#### Given entries ####
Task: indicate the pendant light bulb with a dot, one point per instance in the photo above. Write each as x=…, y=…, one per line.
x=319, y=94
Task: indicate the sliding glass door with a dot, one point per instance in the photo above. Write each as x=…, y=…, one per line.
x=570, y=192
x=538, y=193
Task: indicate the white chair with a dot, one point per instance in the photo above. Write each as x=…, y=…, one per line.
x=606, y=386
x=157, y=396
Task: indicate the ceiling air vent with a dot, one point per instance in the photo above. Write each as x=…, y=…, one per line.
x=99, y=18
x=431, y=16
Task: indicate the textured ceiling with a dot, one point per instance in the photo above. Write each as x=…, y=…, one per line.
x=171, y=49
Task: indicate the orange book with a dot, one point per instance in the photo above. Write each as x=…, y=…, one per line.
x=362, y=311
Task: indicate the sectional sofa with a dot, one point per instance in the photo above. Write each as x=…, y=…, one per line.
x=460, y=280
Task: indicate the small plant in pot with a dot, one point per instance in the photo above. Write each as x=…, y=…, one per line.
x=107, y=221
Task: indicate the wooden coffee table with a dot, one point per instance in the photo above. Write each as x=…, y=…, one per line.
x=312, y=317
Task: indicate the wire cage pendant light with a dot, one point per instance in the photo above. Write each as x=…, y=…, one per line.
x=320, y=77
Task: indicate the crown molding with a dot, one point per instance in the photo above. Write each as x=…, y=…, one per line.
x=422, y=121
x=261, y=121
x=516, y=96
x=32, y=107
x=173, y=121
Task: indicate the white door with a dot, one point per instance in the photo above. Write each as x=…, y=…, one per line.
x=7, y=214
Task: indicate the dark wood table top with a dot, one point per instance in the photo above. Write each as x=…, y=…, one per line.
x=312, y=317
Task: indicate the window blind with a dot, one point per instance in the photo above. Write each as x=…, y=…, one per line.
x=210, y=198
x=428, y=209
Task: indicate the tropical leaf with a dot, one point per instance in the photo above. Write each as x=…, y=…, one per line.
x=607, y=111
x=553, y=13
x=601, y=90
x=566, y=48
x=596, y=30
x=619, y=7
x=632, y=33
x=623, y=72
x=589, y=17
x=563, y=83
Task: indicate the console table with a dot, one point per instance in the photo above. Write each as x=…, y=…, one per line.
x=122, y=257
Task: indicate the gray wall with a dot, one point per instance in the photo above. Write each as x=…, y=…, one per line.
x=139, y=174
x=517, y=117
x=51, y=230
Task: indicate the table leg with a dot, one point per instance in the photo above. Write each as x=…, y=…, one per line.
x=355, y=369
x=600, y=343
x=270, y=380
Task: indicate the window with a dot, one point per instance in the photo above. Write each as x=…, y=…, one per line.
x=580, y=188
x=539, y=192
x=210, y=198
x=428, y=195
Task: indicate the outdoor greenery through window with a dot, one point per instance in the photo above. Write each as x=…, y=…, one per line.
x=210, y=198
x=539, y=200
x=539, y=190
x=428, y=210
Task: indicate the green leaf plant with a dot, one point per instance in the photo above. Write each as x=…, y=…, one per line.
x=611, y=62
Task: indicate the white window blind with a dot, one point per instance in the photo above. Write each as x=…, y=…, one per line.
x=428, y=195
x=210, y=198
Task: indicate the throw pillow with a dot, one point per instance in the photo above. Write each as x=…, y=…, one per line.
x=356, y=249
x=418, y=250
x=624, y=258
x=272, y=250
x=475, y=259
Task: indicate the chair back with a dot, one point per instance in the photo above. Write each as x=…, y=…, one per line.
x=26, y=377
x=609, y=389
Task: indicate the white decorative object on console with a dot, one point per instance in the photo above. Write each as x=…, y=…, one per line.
####
Exercise |
The response should be an exact repeat of the data above.

Answer space |
Task: indicate the pendant light bulb with a dot, one point per instance in the photo above. Write each as x=…, y=…, one per line.
x=319, y=94
Task: indicate the sliding glass door with a dot, one point per instance in the photo above. Write each as x=…, y=…, one per line.
x=570, y=192
x=538, y=193
Task: indicate the white chair with a dot, one point per instance in the photo above. Write each as x=…, y=…, one per line.
x=606, y=386
x=157, y=396
Task: indicate the ceiling air vent with a dot, one point per instance in the photo above. Write each as x=…, y=…, one per line.
x=99, y=18
x=431, y=16
Task: indicate the textured ceiling with a dot, one point per instance in the photo above. Write each as x=…, y=…, one per line.
x=171, y=49
Task: indicate the orange book with a dot, one point per instance in the photo above. Write each as x=…, y=…, one per line.
x=362, y=311
Task: indicate the sectional sofa with a dot, one point per instance in the photo above. Write each as x=…, y=…, one per line.
x=460, y=280
Task: indicate the small plant in pot with a dot, one point per instance in the photo above. Write each as x=…, y=…, one per line.
x=107, y=221
Task: indicate the wooden coffee table with a dot, one point per instance in the photo above. Write each as x=…, y=…, one per line.
x=312, y=317
Task: indicate the wire cage pendant light with a dot, one point per instance in the photo above. Write each as x=…, y=…, one per line.
x=320, y=77
Task: indicate the crown molding with a dot, one point per instance in the photo above. Write each as x=…, y=…, one per line.
x=422, y=121
x=261, y=121
x=516, y=96
x=32, y=107
x=173, y=121
Task: indicate the white door with a dot, one point per instance in the photo above. Write each as x=…, y=…, one per line.
x=7, y=214
Task: indicate the dark wood table top with a dot, one point per instance in the photo above. Write each as x=…, y=…, one per line.
x=312, y=317
Task: indicate the window blind with a dot, one point per instance in the photo above. Write each as x=…, y=…, one per line.
x=210, y=198
x=428, y=209
Task: indicate the tropical leaf with a dot, one point per instance in the photo above. Write each as x=…, y=…, one per line.
x=607, y=111
x=553, y=13
x=601, y=90
x=566, y=48
x=596, y=30
x=619, y=7
x=632, y=33
x=623, y=72
x=589, y=17
x=563, y=83
Task: indicate the console table with a dot, one point per instance in the photo above. Write each as x=…, y=…, one per line.
x=122, y=257
Task: indicate the gray wall with a dot, one point per instance in the photo above. Write each as x=…, y=…, one per line.
x=139, y=174
x=517, y=117
x=51, y=230
Task: indicate the table leg with a dot, one point per instance in the photo above. Write each as x=…, y=…, one per line.
x=355, y=369
x=600, y=343
x=270, y=380
Task: indicate the window with a dot, one point per instance in the photo above. Write each as x=…, y=…, one per line.
x=580, y=188
x=539, y=192
x=210, y=198
x=428, y=195
Task: indicate the outdoor greenery through window with a dot, one point per instance in the photo above. Write each as x=…, y=…, one per line.
x=210, y=198
x=539, y=200
x=539, y=190
x=428, y=210
Task: indicate the green leaf plant with a dot, one point per instance in the photo above. Write each as x=…, y=…, one per line.
x=611, y=62
Task: indicate the white window blind with a dot, one point per instance in the photo above. Write each as x=…, y=…, one per line.
x=428, y=195
x=210, y=198
Task: indicate the throw pillow with a dot, one point per instance in the photo above. Write each as x=…, y=…, one per line.
x=356, y=249
x=418, y=250
x=624, y=258
x=272, y=250
x=475, y=259
Task: indicate the chair back with a dot, one point per instance in the photo above. Write each as x=…, y=…, one per line.
x=26, y=377
x=609, y=389
Task: indicate the white decorative object on console with a dot, one point per instance in the photo above. Write each as x=…, y=…, one per line.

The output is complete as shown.